Object location annotation data
^^^^

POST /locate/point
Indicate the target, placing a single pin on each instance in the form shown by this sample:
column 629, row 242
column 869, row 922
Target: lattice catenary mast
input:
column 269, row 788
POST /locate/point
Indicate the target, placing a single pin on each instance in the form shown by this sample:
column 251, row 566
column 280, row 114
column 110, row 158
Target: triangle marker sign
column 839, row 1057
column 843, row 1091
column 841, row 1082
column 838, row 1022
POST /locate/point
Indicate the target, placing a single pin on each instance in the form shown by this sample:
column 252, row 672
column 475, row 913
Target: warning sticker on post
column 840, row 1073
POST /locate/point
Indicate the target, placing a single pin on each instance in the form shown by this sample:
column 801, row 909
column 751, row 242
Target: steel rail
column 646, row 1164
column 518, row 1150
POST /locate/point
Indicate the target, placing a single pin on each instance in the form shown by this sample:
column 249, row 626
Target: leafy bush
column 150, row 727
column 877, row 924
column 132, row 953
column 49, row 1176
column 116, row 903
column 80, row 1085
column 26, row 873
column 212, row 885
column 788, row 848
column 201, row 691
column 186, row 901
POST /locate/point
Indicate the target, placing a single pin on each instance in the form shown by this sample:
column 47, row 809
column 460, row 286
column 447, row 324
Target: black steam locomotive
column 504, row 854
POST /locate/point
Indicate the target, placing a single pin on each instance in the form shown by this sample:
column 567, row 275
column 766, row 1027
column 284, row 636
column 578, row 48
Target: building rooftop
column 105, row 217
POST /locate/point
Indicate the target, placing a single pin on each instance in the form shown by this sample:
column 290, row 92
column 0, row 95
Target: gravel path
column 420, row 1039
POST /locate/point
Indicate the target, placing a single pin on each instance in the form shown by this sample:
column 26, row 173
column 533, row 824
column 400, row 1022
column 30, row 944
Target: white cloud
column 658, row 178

^^^^

Given exercise: Print every item above again with no changes, character for character.

Response for this exercise:
POST /locate/point
Indicate the target, placing a single pin on each instance in the form shown by this sample:
column 629, row 242
column 869, row 922
Target: lattice catenary mast
input:
column 269, row 788
POST /locate/point
Indicate the target, placing a single pin on each instance in the form shown by this sample:
column 251, row 566
column 280, row 114
column 110, row 158
Target: triangle marker sign
column 839, row 1057
column 843, row 1091
column 841, row 1082
column 838, row 1022
POST /locate/point
Indicate the target, placing a single pin on each instance in the form shown by this sample:
column 252, row 672
column 475, row 913
Target: warning sticker on post
column 840, row 1073
POST /locate/point
Indicate the target, placing a single pin on each instance in the form shown by this sample:
column 801, row 909
column 751, row 242
Target: steel rail
column 646, row 1164
column 518, row 1150
POST /locate/point
Indicate the target, placing a single pin on each instance in the form shown by this sample:
column 249, row 626
Target: leafy bush
column 150, row 727
column 877, row 924
column 132, row 953
column 49, row 1176
column 116, row 903
column 80, row 1085
column 26, row 873
column 212, row 885
column 788, row 848
column 201, row 691
column 186, row 901
POST /locate/point
Indicate the target, placing a single pin on each instance in the form shown by this sample:
column 47, row 809
column 460, row 286
column 447, row 324
Target: black steam locomotive
column 504, row 854
POST /locate/point
Indicate the target, placing a single pin on each instance in the form shown by this sample:
column 567, row 275
column 766, row 1027
column 284, row 636
column 578, row 48
Target: building rooftop
column 105, row 217
POST /locate/point
Indicate the target, placing a single pin on each instance in the form shown by this sample:
column 290, row 92
column 0, row 95
Target: gravel path
column 420, row 1039
POST /locate/point
Indicate the target, placing a single pin on each instance in the form shown by this sample:
column 26, row 173
column 533, row 824
column 400, row 1022
column 30, row 944
Target: white cloud
column 658, row 178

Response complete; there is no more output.